▶ _What is expected_
The lines to print are the one containing "Directions: Identify the sky" and every line after it through the end of the entries below. Print them exactly and nothing else.

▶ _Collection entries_
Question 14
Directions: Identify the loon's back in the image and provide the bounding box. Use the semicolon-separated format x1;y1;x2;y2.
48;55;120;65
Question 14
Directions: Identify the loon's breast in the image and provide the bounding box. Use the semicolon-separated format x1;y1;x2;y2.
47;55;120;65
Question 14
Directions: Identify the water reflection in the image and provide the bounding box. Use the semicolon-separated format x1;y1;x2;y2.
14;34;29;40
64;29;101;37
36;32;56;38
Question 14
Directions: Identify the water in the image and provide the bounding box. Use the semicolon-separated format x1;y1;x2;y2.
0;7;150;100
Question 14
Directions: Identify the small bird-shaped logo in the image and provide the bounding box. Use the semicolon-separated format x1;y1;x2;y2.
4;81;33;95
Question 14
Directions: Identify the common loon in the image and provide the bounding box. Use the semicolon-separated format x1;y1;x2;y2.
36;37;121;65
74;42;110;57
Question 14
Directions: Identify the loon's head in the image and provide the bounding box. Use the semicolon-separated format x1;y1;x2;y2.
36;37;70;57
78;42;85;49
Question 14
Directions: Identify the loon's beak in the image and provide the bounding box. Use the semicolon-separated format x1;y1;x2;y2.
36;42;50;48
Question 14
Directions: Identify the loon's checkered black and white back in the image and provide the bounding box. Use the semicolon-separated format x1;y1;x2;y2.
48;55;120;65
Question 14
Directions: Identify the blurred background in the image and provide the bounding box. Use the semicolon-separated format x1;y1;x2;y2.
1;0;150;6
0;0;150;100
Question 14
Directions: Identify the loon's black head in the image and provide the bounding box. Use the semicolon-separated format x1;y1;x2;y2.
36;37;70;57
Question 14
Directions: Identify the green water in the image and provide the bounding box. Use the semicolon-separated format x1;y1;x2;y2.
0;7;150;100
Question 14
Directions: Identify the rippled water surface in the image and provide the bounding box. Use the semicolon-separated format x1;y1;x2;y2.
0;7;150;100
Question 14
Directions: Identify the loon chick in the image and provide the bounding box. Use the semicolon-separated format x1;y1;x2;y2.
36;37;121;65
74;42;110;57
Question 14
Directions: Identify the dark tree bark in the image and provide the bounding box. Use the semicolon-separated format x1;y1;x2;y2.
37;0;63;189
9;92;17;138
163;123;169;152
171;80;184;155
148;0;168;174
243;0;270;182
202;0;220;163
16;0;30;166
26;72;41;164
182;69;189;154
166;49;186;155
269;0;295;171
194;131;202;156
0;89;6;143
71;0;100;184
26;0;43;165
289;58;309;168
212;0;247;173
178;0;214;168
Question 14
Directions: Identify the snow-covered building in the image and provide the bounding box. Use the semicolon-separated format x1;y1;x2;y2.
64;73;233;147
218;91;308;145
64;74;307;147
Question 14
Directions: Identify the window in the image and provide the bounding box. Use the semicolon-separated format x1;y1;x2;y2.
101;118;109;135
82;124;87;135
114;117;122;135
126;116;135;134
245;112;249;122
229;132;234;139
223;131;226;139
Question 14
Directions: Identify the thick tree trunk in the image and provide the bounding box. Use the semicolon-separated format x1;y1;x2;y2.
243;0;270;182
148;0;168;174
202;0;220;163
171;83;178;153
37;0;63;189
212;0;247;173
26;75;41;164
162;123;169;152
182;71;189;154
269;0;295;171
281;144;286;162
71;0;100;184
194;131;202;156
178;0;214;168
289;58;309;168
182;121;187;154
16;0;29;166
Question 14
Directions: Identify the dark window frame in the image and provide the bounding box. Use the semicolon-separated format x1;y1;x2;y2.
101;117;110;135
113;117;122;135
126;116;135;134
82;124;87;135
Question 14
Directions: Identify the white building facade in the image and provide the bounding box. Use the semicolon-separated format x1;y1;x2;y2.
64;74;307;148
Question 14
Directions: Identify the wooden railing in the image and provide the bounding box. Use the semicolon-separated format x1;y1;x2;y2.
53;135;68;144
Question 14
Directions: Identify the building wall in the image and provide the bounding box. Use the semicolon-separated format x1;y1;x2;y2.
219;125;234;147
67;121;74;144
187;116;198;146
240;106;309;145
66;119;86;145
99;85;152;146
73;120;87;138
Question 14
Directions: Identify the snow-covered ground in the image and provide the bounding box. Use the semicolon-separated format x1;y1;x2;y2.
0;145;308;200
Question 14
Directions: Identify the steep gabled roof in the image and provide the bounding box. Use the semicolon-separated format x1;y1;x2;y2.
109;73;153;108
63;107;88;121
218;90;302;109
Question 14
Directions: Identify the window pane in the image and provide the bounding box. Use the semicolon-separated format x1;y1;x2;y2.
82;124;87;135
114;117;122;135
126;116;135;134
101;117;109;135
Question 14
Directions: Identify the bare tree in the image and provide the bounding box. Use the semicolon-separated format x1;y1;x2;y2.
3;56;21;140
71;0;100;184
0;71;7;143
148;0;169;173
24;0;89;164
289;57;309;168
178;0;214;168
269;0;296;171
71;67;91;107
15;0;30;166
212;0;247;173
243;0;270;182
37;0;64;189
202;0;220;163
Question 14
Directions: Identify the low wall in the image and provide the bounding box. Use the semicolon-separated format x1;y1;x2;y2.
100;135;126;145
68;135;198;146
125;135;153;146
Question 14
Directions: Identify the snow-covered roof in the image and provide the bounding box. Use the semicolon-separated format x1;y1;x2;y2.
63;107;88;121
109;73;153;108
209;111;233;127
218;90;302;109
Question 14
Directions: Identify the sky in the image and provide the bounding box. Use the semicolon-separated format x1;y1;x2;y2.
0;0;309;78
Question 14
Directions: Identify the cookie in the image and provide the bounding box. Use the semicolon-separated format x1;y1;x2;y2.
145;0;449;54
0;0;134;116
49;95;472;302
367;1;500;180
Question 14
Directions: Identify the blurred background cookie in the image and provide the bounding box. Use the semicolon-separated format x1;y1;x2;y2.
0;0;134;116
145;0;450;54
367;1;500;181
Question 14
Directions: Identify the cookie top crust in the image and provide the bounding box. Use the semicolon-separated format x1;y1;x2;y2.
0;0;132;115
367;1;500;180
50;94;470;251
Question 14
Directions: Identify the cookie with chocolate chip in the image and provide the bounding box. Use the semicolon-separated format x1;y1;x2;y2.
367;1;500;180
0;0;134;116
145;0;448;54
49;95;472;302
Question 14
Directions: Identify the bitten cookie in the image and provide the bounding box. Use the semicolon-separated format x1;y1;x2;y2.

▶ _Output for this exercise_
Directions: Identify the sky in the image and provide the bounding box. Use the semicolon-separated format x1;y1;x2;y2.
0;0;309;78
Question 14
Directions: Identify the cookie in the image and provide the bounding box. Use the semicolon-separated format x1;y1;x2;y2.
145;0;449;54
0;0;134;116
49;95;472;302
367;1;500;180
Question 14
Directions: Identify the blurred background cookie in the image and provide the bounding box. Use the semicolon-separated format x1;y1;x2;y2.
0;0;134;116
145;0;450;54
367;1;500;181
Question 14
Directions: Identify the cookie top crust in the image and provide the bounding box. Use the semicolon-separated format x1;y1;x2;y2.
0;0;132;115
367;1;500;180
50;94;470;251
Question 14
Directions: Identify the cookie with chocolate chip in the image and provide the bounding box. Use the semicolon-separated format x1;y1;x2;y2.
367;1;500;180
0;0;134;116
145;0;448;54
49;95;472;302
Question 14
Directions: Identify the bitten cookie in the image and provide the bounding box. Use the semicolon-separated format x1;y1;x2;y2.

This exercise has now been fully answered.